Union director suggests 50% of savings should go to workers losing jobs

United Steel Workers District 6 director Marty Warren thinks half of the $10 million savings A.O. Smith may see from ending manufacturing operations here, should be used to help workers losing their jobs.

On June 3, the Wellington Advertiser received a copy of Warren’s letter directed to A.O. Smith president and CEO Ajita Rajendra.

The letter outlined allegations of the company’s failure to address pension plan issues regarding A.O. Smith’s closure of Canadian water heater operations.

“After more than 100 years of operation, workers will cease making water heaters in Fergus at the end of June and the facility will be used only for distribution of U.S.-made water heaters,” Warren wrote.

He stated that 300 workers, members of USW Local 3789, are losing their jobs and the economic impact is expected to be felt throughout the region.

“The future is bleak for most of these workers. Many are older, having worked most of their lives making water heaters in Fergus,” Warren said. “While terminated workers will receive severance and job search assistance and training, they are in an area of high unemployment with little to no comparable work available.”

Warren claimed longtime workers and 180 retirees “are left with a severely underfunded pension plan.” Because of that, Warren stated older workers of retirement age will find themselves unable to retire.

“A.O. Smith is a large and profitable corporation with sales of nearly $2 billion and profits of $158 million in 2012,” Warren stated.

“The workers in Fergus helped the company achieve that success. We believe you could have made a commitment to Canada and to the long-time workers and retirees in Fergus, but chose not to.”

Warren suggested any savings generated by the closure could have been passed on to workers losing their jobs. He referenced an A.O .Smith quarterly report which suggested closing the Fergus facility would result in “pre-tax annual savings of $10 million in 2014.”

“None of those savings are being passed on to the workers whose loss of livelihood and pensions are allowing you to realize those savings. This makes an already painful situation truly distressing,” Warren stated.

“I urge you to act now to ensure your retirees and soon-to-be terminated employees can retire with dignity and security. I believe this can be achieved by sharing half of the $10-million savings … and contributing that amount to the pension plan.”

David Hammond, A.O. Smith facility general manager in Fergus, said the company and the United Steelworkers reached a closing agreement for manufacturing operations in May.

“Under this agreement, the company will fulfill, and in some cases exceed, all obligations toward employees in compliance with the collective bargaining agreement and government regulations.”

He added that in the 1990 round of collective bargaining, the USW negotiated for and received control of the company’s pension plan. “At the time of transfer to the union this plan was over-funded (a surplus). The USW then took the company’s pension plan and combined it in a multi-employer pension plan, called the Steelworkers Pension Plan.”

Hammond said that since then, A.O. Smith has met all of its employer obligations to make contributions – and always on time and in full.  

“In terms of the management of the pension plan, that is an issue solely between the union and its members,” said Hammond. “A.O. Smith has not been involved in management of this pension plan since 1990, at which time, it was over -funded. Any under-funding is the responsibility of the union.”

* Dataset rows
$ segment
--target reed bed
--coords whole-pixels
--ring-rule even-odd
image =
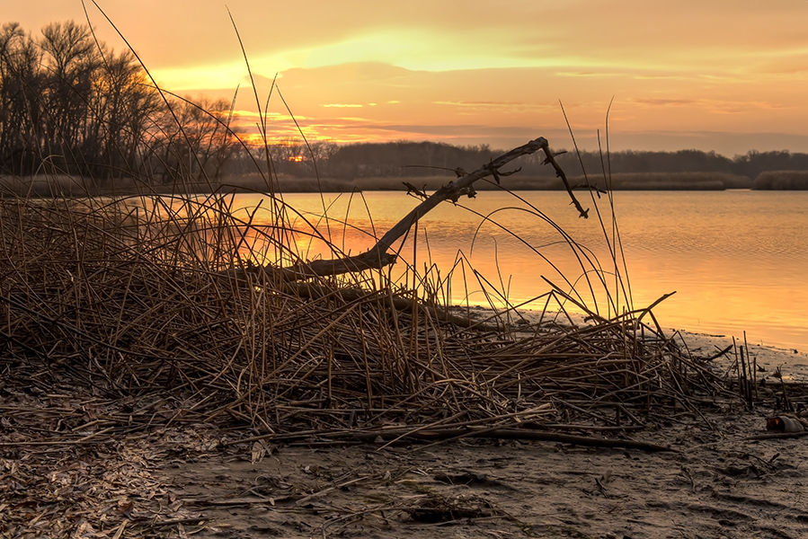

* Problem to solve
Please repeat the part of the article on the A.O. Smith closure that opens with the words containing "David Hammond, A.O." and closes with "and in full.", swapping "collective bargaining" for "contract negotiation".

* Task response
David Hammond, A.O. Smith facility general manager in Fergus, said the company and the United Steelworkers reached a closing agreement for manufacturing operations in May.

“Under this agreement, the company will fulfill, and in some cases exceed, all obligations toward employees in compliance with the contract negotiation agreement and government regulations.”

He added that in the 1990 round of contract negotiation, the USW negotiated for and received control of the company’s pension plan. “At the time of transfer to the union this plan was over-funded (a surplus). The USW then took the company’s pension plan and combined it in a multi-employer pension plan, called the Steelworkers Pension Plan.”

Hammond said that since then, A.O. Smith has met all of its employer obligations to make contributions – and always on time and in full.